= PROBLEM =
Each record that follows goes into your reply unchanged; the pictures do not.

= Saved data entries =
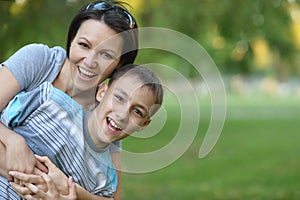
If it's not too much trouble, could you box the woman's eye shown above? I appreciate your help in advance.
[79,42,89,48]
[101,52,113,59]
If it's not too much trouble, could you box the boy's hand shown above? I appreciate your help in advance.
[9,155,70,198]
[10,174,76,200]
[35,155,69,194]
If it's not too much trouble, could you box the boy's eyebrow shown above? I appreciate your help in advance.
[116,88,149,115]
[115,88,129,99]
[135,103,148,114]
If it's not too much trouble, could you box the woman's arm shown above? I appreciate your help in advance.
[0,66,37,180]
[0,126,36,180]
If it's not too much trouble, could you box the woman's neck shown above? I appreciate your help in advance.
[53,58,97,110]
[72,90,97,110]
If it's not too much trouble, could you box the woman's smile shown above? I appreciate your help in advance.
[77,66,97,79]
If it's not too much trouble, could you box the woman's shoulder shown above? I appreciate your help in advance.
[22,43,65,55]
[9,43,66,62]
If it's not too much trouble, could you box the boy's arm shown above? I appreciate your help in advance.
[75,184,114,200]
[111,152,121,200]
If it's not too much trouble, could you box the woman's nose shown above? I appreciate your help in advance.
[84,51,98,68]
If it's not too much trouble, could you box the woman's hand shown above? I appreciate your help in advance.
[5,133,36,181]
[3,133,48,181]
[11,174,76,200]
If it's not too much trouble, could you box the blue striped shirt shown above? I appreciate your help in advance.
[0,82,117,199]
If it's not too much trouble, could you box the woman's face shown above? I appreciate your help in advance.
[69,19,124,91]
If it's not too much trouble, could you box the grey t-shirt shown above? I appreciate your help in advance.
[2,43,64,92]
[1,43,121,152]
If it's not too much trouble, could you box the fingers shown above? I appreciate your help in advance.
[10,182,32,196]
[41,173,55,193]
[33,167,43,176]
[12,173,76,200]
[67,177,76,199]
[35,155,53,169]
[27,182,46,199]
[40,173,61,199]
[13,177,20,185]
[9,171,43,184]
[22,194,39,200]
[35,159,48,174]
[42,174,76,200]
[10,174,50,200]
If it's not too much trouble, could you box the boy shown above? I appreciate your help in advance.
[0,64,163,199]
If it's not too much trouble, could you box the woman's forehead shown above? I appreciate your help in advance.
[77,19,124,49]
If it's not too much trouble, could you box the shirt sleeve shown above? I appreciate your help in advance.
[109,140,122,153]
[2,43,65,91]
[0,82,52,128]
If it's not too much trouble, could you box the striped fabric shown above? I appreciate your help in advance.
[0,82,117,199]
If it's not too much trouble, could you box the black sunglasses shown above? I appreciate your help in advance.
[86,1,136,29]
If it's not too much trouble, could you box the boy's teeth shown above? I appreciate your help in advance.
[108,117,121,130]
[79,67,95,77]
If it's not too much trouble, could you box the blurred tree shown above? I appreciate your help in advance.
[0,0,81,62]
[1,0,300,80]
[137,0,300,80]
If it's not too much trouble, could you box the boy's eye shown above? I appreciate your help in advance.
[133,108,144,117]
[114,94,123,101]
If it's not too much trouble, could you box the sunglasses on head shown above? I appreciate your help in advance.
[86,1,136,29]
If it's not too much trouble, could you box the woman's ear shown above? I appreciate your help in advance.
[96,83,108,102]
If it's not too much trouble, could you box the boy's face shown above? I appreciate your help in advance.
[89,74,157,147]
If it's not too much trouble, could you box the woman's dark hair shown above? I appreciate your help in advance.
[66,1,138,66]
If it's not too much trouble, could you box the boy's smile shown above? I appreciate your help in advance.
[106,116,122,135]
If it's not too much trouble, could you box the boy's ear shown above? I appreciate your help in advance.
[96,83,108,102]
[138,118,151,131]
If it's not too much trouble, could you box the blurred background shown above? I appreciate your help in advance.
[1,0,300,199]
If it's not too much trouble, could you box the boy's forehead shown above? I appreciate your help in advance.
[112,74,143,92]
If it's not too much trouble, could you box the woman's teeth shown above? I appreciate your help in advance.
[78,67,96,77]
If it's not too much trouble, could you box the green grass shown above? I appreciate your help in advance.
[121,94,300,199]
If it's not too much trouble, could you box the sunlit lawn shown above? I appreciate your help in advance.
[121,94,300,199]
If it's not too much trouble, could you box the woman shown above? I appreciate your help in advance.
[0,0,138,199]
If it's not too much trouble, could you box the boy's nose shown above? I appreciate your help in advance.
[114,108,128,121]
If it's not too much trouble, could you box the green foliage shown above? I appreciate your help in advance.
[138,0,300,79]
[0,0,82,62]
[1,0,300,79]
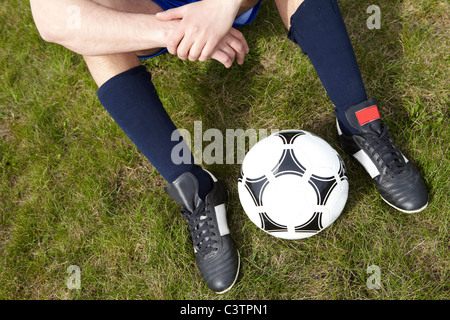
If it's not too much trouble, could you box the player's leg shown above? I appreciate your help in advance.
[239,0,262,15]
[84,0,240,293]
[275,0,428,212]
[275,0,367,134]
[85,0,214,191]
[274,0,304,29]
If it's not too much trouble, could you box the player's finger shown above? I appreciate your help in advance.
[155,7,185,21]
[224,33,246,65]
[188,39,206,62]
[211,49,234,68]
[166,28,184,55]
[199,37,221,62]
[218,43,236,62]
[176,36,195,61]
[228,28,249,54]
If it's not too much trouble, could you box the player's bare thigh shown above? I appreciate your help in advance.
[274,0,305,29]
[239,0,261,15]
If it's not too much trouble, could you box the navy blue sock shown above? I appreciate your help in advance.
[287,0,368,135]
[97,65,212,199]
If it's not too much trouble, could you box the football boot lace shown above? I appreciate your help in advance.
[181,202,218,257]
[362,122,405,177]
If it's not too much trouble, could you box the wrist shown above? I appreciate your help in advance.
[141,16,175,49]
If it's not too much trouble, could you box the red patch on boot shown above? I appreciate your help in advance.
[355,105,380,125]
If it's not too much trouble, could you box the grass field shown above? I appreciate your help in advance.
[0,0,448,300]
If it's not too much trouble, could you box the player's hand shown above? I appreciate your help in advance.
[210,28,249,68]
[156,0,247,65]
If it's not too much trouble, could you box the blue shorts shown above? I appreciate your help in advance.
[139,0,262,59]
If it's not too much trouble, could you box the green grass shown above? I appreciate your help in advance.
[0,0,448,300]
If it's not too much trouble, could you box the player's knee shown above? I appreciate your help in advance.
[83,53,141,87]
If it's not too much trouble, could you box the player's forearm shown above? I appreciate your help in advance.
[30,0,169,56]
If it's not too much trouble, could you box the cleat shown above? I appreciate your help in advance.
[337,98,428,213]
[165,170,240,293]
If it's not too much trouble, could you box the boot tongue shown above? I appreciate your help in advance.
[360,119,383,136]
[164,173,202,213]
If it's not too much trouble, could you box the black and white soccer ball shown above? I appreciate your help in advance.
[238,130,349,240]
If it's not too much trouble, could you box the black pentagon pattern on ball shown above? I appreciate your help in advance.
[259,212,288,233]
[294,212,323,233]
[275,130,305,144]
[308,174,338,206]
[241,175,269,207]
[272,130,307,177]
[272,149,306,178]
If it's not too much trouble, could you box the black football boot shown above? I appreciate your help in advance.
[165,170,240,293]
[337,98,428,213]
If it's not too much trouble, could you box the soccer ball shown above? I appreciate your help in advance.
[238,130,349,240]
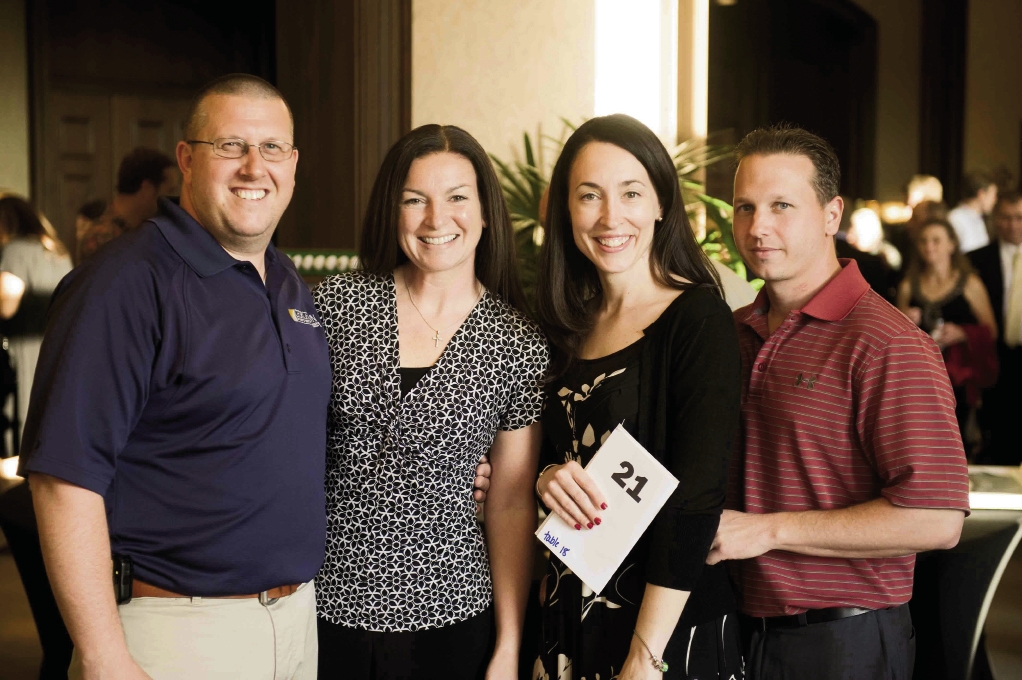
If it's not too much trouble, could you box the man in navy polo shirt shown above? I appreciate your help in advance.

= ANSWER TO THE EXERCISE =
If it's not too much trouble, could you box the woman's eye shown above? I appreciate your help in advance.
[79,42,89,48]
[101,52,113,59]
If it's not too much trouble, could you box the boy's hand shown above? I appreciate your help in advance.
[9,155,70,198]
[10,174,76,200]
[35,155,69,194]
If it's not too much trouble, could you box the boy's eyebrow shown above? I appreciate your help in advance.
[116,88,149,115]
[115,88,129,99]
[135,103,148,114]
If it's not too much trouble, could you box the woman's arm shown above? I appreciate your help in advance.
[0,66,37,180]
[0,126,36,180]
If it's not too much trouble, could you box the woman's neck shown above? I appreciate your help in advance.
[53,58,97,110]
[72,90,97,110]
If it's not too much trouble, could you box the woman's smile shown above? I appreciate your help in advance.
[77,66,97,79]
If it's not too much trouble, could you box the woman's shoulder shown above? I appreciate your help in advance.
[22,43,65,55]
[9,43,66,62]
If it's not too much trouble, could you box the boy's arm shown above? I appreciate your help in advance.
[75,184,114,200]
[111,152,121,200]
If it's not too much trouble, could you box the woman's nose shown above? I appreciate your help in advance.
[84,51,98,68]
If it's not too much trouble, could you box the woman's hand shown above? I appreciate your help in advance.
[5,133,36,181]
[3,133,48,181]
[11,174,76,200]
If it's not too much trouble, could you box the blue striped shirt shown above? I appreciate your help in advance.
[0,82,117,199]
If it's not too much trouble, could you box the woman's face shown above? I appreciate your help in advance.
[69,19,124,91]
If it's not too much trouble, could you box the grey t-shirt shown above? I appreciate your help in advance.
[2,43,64,92]
[1,43,121,152]
If it's not too much trouble, could you box the fingers shown above? I appreciate your help in advance.
[10,182,32,196]
[41,173,55,193]
[33,167,43,176]
[12,173,76,200]
[67,177,76,199]
[35,155,53,169]
[27,182,46,199]
[40,173,61,199]
[13,177,20,185]
[9,171,43,184]
[22,194,39,200]
[35,159,48,174]
[42,174,76,200]
[10,174,50,200]
If it's not too much trouble, could you box the boy shown above? I appreciate your help in advance.
[0,64,163,199]
If it's not too much trouble, could you box the woman's forehead shown above? I appreciate your help in advance.
[77,19,124,49]
If it's not too much trouble, could you box the shirt sleeve shown above? I appreciate your help in advance.
[109,140,122,153]
[2,43,65,91]
[0,82,52,128]
If it's not too much trouble, could you box the striped fabric shown above? I appreciate your help in advance.
[0,82,117,199]
If it's not too much trouble, could you box the black sunglasses shown above? I appreciate your help in advance.
[86,1,136,29]
If it's not too much trouble, could you box the boy's teeth shown above? I appreciate your help in advance.
[108,117,121,130]
[79,67,95,77]
If it's not too much trouble, could you box the blurred tree shown above? I appreciate your help in advance.
[0,0,81,62]
[1,0,300,80]
[137,0,300,80]
If it's not too much trouble, could you box the boy's eye shown above? I appreciate your help in advance.
[133,108,144,117]
[114,94,123,101]
If it's not too much trouble, could you box the sunglasses on head shown above? I appreciate your help in advance.
[86,1,136,29]
If it's not too much trouble, could you box the woman's ear shown above? I appreciate your help in advance.
[96,83,108,102]
If it's not too much trouble, could you box the boy's face shown above? I appreciate your help in advance.
[89,74,157,147]
If it's not too much trouble, could you box the woman's dark hair shown above? I appreciate your help in advance.
[66,1,138,66]
If it's not too much trouble, could you box the boy's smile shown above? I appreciate your help in advance.
[106,116,122,135]
If it's not too much trouble, could you box the boy's ear shown above? I appreciate your help in advance.
[96,83,108,102]
[138,118,151,131]
If it's not too much trouble, could you box the blurred background shown above? I appreciate your help in advance.
[1,0,300,199]
If it's not too much trouble, could you box the boy's forehead shown above? I appreciate your help in advance.
[112,74,143,92]
If it's not too much trouble, could you box the woman's teeth shown above? I appreciate your help in advance.
[78,67,96,77]
If it's not too much trouble, could you box the green grass shown above? I appreciate your help in advance.
[121,94,300,199]
If it's not too much trouble, could you box the sunlit lawn shown above? I appreciate your help in advance.
[121,94,300,199]
If it's not too much trouble, could you box the woman shown above? I appreciate your help in advance.
[0,0,138,199]
If it's not too much trouble, could you box the boy's nose shown above? I appreciate your help in advance.
[114,108,128,121]
If it's not too much trouble, could you box the green foliage shown above? I appreciate your help in advance.
[138,0,300,79]
[0,0,82,62]
[1,0,300,79]
If it's not too much trouble, could you box the player's leg shown above? I appreciate your help in advance.
[239,0,262,15]
[84,0,240,293]
[275,0,428,212]
[275,0,367,134]
[85,0,214,191]
[274,0,304,29]
If it's not too much trouble, could you box the player's finger shown above? I appreciate your help in advance.
[155,7,185,21]
[224,33,246,65]
[188,39,206,62]
[211,49,234,68]
[166,28,184,55]
[199,37,221,62]
[218,43,236,62]
[176,36,195,61]
[228,28,249,54]
If it's not too much trouble, could you box the player's bare thigh shown above? I appreciate your help in advance.
[274,0,305,29]
[239,0,261,15]
If it's not too much trouble, could you box the navy blue sock shown above? I appreciate your help in advance.
[287,0,368,135]
[97,65,212,199]
If it's not too much trouble, could you box the football boot lace shown above? I appreciate your help in advance.
[181,202,218,257]
[362,122,405,177]
If it's not too much trouble, could you box the wrist shown above? I appreciate your help in advance.
[141,16,175,49]
If it's not too much trouble, could you box the red patch on boot shown above? I appreciate your help in advance.
[355,105,380,125]
If it's not too much trouble, could you box the grass field shown above? I appreciate your help in advance.
[0,0,448,300]
If it's not too much trouble, could you box the player's hand shown above? I appreciate your help in advance.
[210,28,249,68]
[156,0,247,65]
If it's not too much trouble, could you box the blue shorts shown above? I appreciate your help in advance.
[139,0,262,59]
If it's not too much trouble, could you box the green grass shown above? I appreciate your help in advance.
[0,0,448,300]
If it's not too much trouble, could you box the player's knee shown above? I appreciate your help in advance.
[83,53,141,87]
If it's not too much trouble, could you box the player's forearm shown above? I appreciate your help in advance.
[30,0,169,56]
If it's not too much trouble, could you box the cleat shown above? I appreciate your help in advance.
[337,98,428,213]
[165,170,240,293]
If it's not too much trouble, could you box the boot tongue shown above? I appreciate your help in advance.
[360,119,383,136]
[164,173,202,213]
If it's not too much trouble, could you box the black and white soccer ball shown above? I appreciate your help in advance.
[238,130,349,240]
If it's not too much trouble, could you box the black pentagon pattern on ball shown above? I appreciate your help in advance.
[259,212,288,233]
[294,212,323,233]
[275,130,305,144]
[308,174,338,206]
[241,175,269,207]
[272,130,307,177]
[272,149,306,178]
If it's not too much trouble, could you box the black football boot shown above? I appreciate your help in advance.
[165,170,240,293]
[337,98,428,213]
If it's not too much trouble, could you box the soccer ball shown above? I appreciate your help in advance.
[238,130,349,240]
If it's not too much trouble, could you box the man in navy polo shirt shown above? I appreciate your help in advance.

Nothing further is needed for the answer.